■ **PASSAGE PROVIDED**:
━━━━━━━━

# Good Books



## Ryan Johnson (Mar 31, 2015)

I very rarely have time to sit down to read................. unless...........................I go away on holidays. For some reason I seem to go into overdrive and cant seem to put the book down, providing I'm enjoying it of course.

I am currently in the middle of " The girls with all the gifts" I started this last year and if I don't have a chance to finish it before hand, ill take it away with me in May. For those of you that like a good zombie novel, then this ones for you




. Had I of known what the book was about before I picked it up (strange I know) I probably never would have picked it up to begin with. Glad I did though





I'm happy to give anything a go providing it keeps me "hanging for that next page"

I thoroughly enjoyed "The Kite Runner" and also "The girl in the Picture" for anyone that's looking for something to read........

if anyone has any recommendations for me , they would be greatly appreciated.

Cheers


----------



## Sonya (Mar 31, 2015)

What genres do you like? I like just about everything except romance. I've really been into apocalyptic triologies/series, even the young adult. Some of the young adult apocalyptic series I've read recently and enjoyed include : The Giver, Dustlands, Divergent, Maze Runner, Champion. Adult apocalyptic series : Emberverse, Under a Graveyard Sky (zombies, yah!), The Passage. I enjoy anything by Chevy Stevens, Jodi Picoult, and Gillian Flynn for real life drama/mystery. Action I enjoy the author David Baldacci. I'm not much into Steven King but do read some Dean Koontz occasionally for scary novels. Not much into Alien stuff either, but the 5th wave was pretty good and I plan to read the second one, Infinite Sea.

I will put "The girls with all the Gifts" on my to read list...which is growing every day. Thanks! Also another zombie series, which I haven't read yet is the Feed series, I heard that one is pretty good.

I just started the Troy Chance series which is drama/mystery and so far I like it, there are only two books out right now on that series.

I could go on and on, I really love to read!

━━━━━━━━

■ **AVAILABLE RECORDS**:
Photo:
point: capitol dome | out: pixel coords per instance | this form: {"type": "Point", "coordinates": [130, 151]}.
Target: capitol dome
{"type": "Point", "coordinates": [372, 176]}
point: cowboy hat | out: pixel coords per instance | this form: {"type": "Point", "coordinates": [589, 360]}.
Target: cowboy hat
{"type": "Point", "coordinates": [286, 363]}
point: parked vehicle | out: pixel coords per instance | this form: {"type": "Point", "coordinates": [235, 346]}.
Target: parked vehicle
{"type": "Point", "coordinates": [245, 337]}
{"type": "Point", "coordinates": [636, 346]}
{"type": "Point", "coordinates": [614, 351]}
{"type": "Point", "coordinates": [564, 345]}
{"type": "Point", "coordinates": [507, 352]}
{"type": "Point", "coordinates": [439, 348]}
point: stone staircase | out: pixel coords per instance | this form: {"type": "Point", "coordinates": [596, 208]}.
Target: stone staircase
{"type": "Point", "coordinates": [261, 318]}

━━━━━━━━

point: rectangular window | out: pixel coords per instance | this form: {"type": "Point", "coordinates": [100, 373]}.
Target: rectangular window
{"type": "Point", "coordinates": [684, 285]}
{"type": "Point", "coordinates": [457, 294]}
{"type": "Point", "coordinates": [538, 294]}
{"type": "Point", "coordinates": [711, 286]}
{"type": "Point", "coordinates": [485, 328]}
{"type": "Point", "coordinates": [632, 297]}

━━━━━━━━

■ **DIRECTIONS**:
1 – Answer these questions about the forum thread on good books:
(a) In which month does Ryan Johnson plan to take his unfinished book away on holiday?
(b) Which genre does Sonya say she likes least?
(c) How many books does Sonya say are currently out in the Troy Chance series?
2 – Pull out every line of the entries that contains the word "parked", with case counting.
The forum thread and the entries have no connection to each other.

■ **TASK-BY-TASK OUTPUTS**:
1 –
(a) May
(b) Romance
(c) Two

2 –
point: parked vehicle | out: pixel coords per instance | this form: {"type": "Point", "coordinates": [235, 346]}.
Target: parked vehicle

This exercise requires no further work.